TEXT SEGMENT:
***

Author says real college rebels will stop “hooking up”
We have covered the biological effects of hooking up on a post that delves into sexual biochemistry.
Now, Donna Freitas takes a look at the emotional devastation that is a consequence of sex without commitment. She the author of a new book, entitled“The End of Sex: How Hookup Culture Is Leaving a Generation Unhappy, Sexually Unfulfilled, and Confused About Intimacy.”
She shares some of her thoughts in a Washington Post analysis:
Is hooking up a form of sexual experimentation? You’d think so. After all, hookups are all about throwing off the bonds of relationships and dating for carefree sex. But such hypersexuality can be just as oppressive as a mandate for abstinence. Hookup sex is fast, uncaring, unthinking, perfunctory. It has a lot less to do with excitement or attraction than with checking a box on a list of tasks, like homework or laundry. Yet, it has become the defining aspect of social life on many campuses — so common, so obligatory, that it leaves little room for experimentation that bends the rules.
I’ve spent the past eight years investigating hookup culture and talking with students, faculty members and college administrators about it. I thought I would find that the vast majority of students revel in it, but instead I encountered a large percentage who feel confined by it or ambivalent about it (the “whateverists,” as I call them). Nervous to be alone in challenging hookup culture, most students go along with it, even if they privately long for alternatives. They think that if they try to be less casual about sex, it’ll ruin their social lives. Conformity abounds.
…When students are expected to hook up with lots of people, doing so becomes dutiful, not daring. Older ideas of sexual exploration — be it same-sex encounters or one-night stands — have become a basic expectation.
Freitas concludes with a commentary on today’s campuses:
In today’s college culture, it seems that taking a break from carefree sex, or even embracing dating, are a lot like having premarital sex in the 1960s. To dress up in a sexy Halloween costume — well, that’s just passe. Not only is everyone doing it, they’re bored by it, too.
Today, sexual experimentation might be getting to know someone before having sex, holding out for dates and courtship focused on romance rather than sex. From where I sit, meeting a student confident enough to say she’s not hooking up and is proud about that is as experimental as it gets.

***

THE DATA:
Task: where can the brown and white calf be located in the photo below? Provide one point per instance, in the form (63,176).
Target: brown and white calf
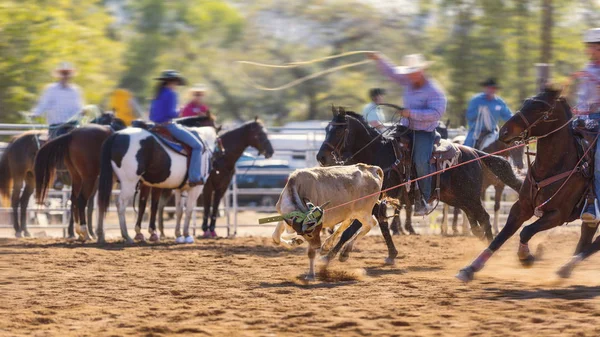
(336,185)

***

PROBLEM 1: Change "eight years" to "ten years" in the article on hookup culture, and give the passage again, beginning at the words "I’ve spent the" and stopping after "a basic expectation.".
PROBLEM 2: In the article on hookup culture, what does Freitas call the students who feel confined by hookup culture or ambivalent about it?
The data above has no connection to the article on hookup culture.

SOLUTION 1:
I’ve spent the past ten years investigating hookup culture and talking with students, faculty members and college administrators about it. I thought I would find that the vast majority of students revel in it, but instead I encountered a large percentage who feel confined by it or ambivalent about it (the “whateverists,” as I call them). Nervous to be alone in challenging hookup culture, most students go along with it, even if they privately long for alternatives. They think that if they try to be less casual about sex, it’ll ruin their social lives. Conformity abounds.
…When students are expected to hook up with lots of people, doing so becomes dutiful, not daring. Older ideas of sexual exploration — be it same-sex encounters or one-night stands — have become a basic expectation.

SOLUTION 2: She calls them the "whateverists."